Supplied passage ::
______________________________
Explosion in 2019: Our Year in Review

· by Matthew Honnibal and Ines Montani and Walter Henry

As 2019 draws to a close and we step into the 2020s, we thought we’d take a look back at the year and all we’ve accomplished. And we realized we had so much that we could give you a month-by-month rundown of everything that happened.

We’re also very happy to see our team grow this year, with four new members working under the Explosion umbrella: Sofie Van Landeghem, Adriane Boyd, Walter Henry and Sebastián Ramírez.

January

  • 📻 Jan 15: The year started out with us as guests on the NLP Highlights podcast, hosted by Matt Gardner and Waleed Ammar of Allen AI. In the interview, Matt and Ines talked about Prodigy, where training corpora come from and the challenges of annotating data for an NLP system – with some ideas about how to make it easier.
______________________________
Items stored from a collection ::
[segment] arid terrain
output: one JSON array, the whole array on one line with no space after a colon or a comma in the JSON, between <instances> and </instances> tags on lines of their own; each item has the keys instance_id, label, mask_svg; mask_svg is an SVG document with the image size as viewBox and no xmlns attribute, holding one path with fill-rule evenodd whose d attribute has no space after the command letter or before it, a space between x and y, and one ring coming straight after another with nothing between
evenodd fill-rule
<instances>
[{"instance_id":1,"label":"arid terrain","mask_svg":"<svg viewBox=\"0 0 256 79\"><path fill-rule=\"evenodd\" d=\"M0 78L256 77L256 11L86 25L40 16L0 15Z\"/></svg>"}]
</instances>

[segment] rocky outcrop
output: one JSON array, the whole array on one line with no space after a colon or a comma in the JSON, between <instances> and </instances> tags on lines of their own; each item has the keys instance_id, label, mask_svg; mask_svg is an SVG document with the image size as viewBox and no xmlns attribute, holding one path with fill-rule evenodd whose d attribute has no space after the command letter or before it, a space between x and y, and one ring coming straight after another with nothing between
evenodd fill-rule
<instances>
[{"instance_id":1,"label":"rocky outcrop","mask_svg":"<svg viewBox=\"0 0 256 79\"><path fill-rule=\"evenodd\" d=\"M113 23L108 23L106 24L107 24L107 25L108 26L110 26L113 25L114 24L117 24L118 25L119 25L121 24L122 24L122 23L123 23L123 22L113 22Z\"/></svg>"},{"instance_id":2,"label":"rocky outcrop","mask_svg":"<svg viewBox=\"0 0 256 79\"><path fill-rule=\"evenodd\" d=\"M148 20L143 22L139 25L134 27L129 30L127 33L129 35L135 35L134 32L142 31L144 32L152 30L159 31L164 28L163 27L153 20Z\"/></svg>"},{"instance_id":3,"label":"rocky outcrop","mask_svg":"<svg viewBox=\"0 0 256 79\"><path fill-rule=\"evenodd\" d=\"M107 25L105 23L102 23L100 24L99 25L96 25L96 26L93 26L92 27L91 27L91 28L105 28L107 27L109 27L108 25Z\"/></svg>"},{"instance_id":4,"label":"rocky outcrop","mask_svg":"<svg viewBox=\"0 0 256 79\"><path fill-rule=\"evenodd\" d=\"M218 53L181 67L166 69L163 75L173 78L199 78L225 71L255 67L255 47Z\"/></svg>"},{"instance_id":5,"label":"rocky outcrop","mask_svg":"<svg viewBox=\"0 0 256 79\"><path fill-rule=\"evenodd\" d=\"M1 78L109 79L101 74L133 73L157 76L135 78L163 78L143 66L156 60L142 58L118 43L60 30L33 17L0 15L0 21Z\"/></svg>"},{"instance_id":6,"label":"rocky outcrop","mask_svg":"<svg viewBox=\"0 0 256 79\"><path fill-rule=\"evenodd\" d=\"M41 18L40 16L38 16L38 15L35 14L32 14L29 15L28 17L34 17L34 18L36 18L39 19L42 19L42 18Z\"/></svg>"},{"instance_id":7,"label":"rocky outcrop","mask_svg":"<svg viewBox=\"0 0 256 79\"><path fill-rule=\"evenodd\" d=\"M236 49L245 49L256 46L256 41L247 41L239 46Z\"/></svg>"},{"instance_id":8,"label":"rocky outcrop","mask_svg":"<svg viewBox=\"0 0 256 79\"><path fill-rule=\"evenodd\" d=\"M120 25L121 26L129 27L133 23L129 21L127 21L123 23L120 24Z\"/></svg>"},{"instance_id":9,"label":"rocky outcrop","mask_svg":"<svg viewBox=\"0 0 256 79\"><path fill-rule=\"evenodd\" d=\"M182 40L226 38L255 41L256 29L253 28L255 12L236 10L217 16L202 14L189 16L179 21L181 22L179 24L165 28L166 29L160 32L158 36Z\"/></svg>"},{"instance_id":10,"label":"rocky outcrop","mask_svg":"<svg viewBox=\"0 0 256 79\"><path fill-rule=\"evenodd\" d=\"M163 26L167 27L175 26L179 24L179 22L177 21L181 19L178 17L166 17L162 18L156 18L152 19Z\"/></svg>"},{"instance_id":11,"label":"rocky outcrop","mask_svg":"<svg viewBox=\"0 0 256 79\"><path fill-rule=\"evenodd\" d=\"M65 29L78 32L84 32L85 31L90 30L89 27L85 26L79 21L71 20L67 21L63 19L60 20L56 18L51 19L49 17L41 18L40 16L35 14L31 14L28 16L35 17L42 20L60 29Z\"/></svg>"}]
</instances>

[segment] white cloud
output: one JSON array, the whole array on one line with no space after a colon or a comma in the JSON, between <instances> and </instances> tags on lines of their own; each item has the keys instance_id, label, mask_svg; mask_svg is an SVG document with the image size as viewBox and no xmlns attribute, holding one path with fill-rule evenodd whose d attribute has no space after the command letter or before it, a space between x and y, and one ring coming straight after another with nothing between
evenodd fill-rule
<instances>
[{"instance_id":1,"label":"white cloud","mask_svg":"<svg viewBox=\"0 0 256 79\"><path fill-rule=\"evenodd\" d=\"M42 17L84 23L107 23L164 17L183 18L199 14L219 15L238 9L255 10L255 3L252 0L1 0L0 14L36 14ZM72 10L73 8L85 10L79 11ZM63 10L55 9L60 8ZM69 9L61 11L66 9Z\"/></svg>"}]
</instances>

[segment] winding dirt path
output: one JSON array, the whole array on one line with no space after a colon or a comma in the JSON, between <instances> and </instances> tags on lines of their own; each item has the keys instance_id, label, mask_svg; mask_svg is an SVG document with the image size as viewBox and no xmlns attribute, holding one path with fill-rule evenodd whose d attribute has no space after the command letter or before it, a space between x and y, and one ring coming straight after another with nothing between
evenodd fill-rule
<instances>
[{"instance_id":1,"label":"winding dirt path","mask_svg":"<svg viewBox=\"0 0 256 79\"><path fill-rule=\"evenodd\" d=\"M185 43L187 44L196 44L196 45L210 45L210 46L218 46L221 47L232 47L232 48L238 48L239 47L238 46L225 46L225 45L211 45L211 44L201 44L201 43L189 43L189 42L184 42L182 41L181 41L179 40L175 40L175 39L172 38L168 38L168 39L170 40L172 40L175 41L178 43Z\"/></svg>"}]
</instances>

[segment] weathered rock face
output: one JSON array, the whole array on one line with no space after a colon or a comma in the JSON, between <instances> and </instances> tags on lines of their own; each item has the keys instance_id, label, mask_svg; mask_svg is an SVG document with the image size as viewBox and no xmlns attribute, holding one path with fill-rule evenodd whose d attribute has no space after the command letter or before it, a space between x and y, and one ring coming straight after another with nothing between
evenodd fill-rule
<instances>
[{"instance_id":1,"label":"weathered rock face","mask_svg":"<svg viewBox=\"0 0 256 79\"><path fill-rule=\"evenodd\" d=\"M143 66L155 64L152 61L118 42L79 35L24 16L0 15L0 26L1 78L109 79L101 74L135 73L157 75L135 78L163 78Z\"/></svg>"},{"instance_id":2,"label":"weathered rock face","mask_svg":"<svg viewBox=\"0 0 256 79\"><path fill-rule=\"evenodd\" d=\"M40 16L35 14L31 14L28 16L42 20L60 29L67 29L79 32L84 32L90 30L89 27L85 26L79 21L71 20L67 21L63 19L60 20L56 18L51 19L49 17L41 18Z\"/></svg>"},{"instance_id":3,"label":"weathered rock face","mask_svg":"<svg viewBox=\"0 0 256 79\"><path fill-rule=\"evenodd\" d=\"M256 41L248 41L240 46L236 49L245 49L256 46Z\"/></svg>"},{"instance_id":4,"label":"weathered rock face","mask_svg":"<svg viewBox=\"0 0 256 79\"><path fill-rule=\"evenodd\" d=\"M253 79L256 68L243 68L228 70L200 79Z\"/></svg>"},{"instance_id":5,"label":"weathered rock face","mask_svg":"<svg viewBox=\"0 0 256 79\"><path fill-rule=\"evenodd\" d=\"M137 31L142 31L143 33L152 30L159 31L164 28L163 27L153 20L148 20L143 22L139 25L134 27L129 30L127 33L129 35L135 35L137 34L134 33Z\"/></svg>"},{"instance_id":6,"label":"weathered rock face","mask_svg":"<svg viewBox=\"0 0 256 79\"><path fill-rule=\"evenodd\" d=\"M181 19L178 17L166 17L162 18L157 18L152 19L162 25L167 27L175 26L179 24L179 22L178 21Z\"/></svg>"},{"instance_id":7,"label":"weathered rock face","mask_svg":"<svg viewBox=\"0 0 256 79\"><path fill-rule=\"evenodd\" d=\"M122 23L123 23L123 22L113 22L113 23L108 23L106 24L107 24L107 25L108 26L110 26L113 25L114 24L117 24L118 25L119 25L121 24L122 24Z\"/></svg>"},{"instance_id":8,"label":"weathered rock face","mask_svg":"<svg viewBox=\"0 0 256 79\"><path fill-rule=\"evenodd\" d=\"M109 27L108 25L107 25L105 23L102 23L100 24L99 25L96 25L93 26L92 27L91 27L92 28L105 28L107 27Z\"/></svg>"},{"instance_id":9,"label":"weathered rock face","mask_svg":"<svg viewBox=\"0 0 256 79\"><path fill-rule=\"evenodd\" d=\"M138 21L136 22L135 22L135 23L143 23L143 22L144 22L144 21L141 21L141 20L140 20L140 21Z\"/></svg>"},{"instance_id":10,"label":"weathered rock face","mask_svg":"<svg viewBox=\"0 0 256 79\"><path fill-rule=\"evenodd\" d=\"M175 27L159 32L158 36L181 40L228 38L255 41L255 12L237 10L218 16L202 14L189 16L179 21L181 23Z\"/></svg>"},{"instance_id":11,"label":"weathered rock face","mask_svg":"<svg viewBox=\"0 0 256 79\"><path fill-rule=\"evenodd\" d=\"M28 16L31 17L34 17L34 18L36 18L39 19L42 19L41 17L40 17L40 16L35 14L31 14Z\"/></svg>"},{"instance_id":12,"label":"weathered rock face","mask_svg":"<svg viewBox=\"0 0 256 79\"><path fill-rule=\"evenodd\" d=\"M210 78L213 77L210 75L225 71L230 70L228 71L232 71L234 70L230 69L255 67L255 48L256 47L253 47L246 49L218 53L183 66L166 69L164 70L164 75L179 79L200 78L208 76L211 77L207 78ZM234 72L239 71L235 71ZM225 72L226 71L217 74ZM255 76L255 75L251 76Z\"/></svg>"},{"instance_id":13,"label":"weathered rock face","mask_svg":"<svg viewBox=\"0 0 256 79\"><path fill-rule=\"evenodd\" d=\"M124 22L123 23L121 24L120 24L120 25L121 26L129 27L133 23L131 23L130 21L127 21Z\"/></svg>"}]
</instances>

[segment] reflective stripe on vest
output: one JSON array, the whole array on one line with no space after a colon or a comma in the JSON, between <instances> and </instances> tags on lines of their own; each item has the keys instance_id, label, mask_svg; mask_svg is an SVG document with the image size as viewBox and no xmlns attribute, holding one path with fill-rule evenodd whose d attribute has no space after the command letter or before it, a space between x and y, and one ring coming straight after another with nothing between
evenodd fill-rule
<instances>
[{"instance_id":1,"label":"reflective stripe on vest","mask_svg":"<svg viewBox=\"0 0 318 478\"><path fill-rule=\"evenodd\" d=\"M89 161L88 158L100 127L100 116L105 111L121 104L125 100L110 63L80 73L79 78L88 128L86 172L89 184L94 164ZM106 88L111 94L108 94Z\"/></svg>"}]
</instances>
______________________________
Written exercise ::
Reproduce word for word the part of the year-in-review post between "As 2019 draws" and "everything that happened.", inclusive. Rely solely on the year-in-review post as your source.

Expected output ::
As 2019 draws to a close and we step into the 2020s, we thought we’d take a look back at the year and all we’ve accomplished. And we realized we had so much that we could give you a month-by-month rundown of everything that happened.